→ Werkinstructies:
1 - Noem uit het oplegvel over de Haarlempas elke zin van het gedeelte onder "DOEL" waarin het woord "Haarlempas" voorkomt.
2 - Geef uit het oplegvel over de Haarlempas alsjeblieft letterlijk de tekst van "Oplegvel Collegebesluit Onderwerp" tot "nieuwe opzet Haarlempas." terug.

→ Fragment:

========

Oplegvel Collegebesluit Onderwerp
Portefeuille H. van der Molen Auteur Dhr. F. Hermans Telefoon 5114046 E-mail:
[email protected] SZW/BB Reg.nr. 2009/23366 Te kopiëren: A B & W-vergadering van 3 maart 2009
Beleidsregels Haarlempas
DOEL: Besluiten In september 2007 heeft het college de raad gevraagd in te stemmen met de nota minimabeleid 20082010. Binnen de nota werd de nieuwe opzet van de Haarlempas voorgesteld. De Haarlempas fungeert in de nieuwe opzet, naast de kortingsregelingen van instellingen en voorzieningen, als toetsingsinstrument voor de overige minimaregelingen. Bijgaand voorstel is de uitwerking van de nieuwe opzet Haarlempas.
B&W 1. 2. 3. 4.

========

→ Datasetrijen:
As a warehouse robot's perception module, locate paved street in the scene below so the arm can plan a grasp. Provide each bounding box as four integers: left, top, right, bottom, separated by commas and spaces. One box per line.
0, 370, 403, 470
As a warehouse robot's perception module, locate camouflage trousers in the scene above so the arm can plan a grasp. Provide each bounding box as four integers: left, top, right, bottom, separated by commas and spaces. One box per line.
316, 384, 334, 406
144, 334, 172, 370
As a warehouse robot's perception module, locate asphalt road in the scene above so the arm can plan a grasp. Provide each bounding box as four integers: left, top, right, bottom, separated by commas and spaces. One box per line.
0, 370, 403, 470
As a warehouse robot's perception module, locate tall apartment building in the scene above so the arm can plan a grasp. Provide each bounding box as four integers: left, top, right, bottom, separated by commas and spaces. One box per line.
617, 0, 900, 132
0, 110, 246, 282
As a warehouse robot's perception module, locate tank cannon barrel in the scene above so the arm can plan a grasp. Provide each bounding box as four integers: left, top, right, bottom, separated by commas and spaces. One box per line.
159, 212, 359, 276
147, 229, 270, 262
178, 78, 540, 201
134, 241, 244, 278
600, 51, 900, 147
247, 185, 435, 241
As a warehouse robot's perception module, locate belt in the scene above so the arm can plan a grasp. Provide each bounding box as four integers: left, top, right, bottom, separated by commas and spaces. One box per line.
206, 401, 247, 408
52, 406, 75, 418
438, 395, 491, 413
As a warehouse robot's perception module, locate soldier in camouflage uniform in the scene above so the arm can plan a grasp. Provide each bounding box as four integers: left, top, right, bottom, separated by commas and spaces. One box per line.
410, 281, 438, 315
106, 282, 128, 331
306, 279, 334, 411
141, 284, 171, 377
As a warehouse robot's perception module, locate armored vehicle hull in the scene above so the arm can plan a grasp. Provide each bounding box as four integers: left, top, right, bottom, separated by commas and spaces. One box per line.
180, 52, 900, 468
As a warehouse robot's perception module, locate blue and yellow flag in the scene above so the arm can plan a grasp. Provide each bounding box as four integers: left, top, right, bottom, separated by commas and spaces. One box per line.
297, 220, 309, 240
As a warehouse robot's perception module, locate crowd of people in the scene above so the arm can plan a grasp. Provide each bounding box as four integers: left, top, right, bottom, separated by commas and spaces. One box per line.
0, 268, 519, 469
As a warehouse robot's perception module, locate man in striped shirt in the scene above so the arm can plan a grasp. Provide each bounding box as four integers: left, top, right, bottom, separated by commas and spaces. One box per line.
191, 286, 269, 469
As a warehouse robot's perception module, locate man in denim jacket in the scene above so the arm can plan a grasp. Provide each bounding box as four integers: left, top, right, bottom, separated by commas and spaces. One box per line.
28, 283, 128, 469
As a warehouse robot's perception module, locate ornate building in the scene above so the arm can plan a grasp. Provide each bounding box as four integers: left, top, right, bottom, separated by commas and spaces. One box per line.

========

→ De resultaten:
1 -
- Binnen de nota werd de nieuwe opzet van de Haarlempas voorgesteld.
- De Haarlempas fungeert in de nieuwe opzet, naast de kortingsregelingen van instellingen en voorzieningen, als toetsingsinstrument voor de overige minimaregelingen.
- Bijgaand voorstel is de uitwerking van de nieuwe opzet Haarlempas.

2 -
Oplegvel Collegebesluit Onderwerp
Portefeuille H. van der Molen Auteur Dhr. F. Hermans Telefoon 5114046 E-mail:
[email protected] SZW/BB Reg.nr. 2009/23366 Te kopiëren: A B & W-vergadering van 3 maart 2009
Beleidsregels Haarlempas
DOEL: Besluiten In september 2007 heeft het college de raad gevraagd in te stemmen met de nota minimabeleid 20082010. Binnen de nota werd de nieuwe opzet van de Haarlempas voorgesteld. De Haarlempas fungeert in de nieuwe opzet, naast de kortingsregelingen van instellingen en voorzieningen, als toetsingsinstrument voor de overige minimaregelingen. Bijgaand voorstel is de uitwerking van de nieuwe opzet Haarlempas.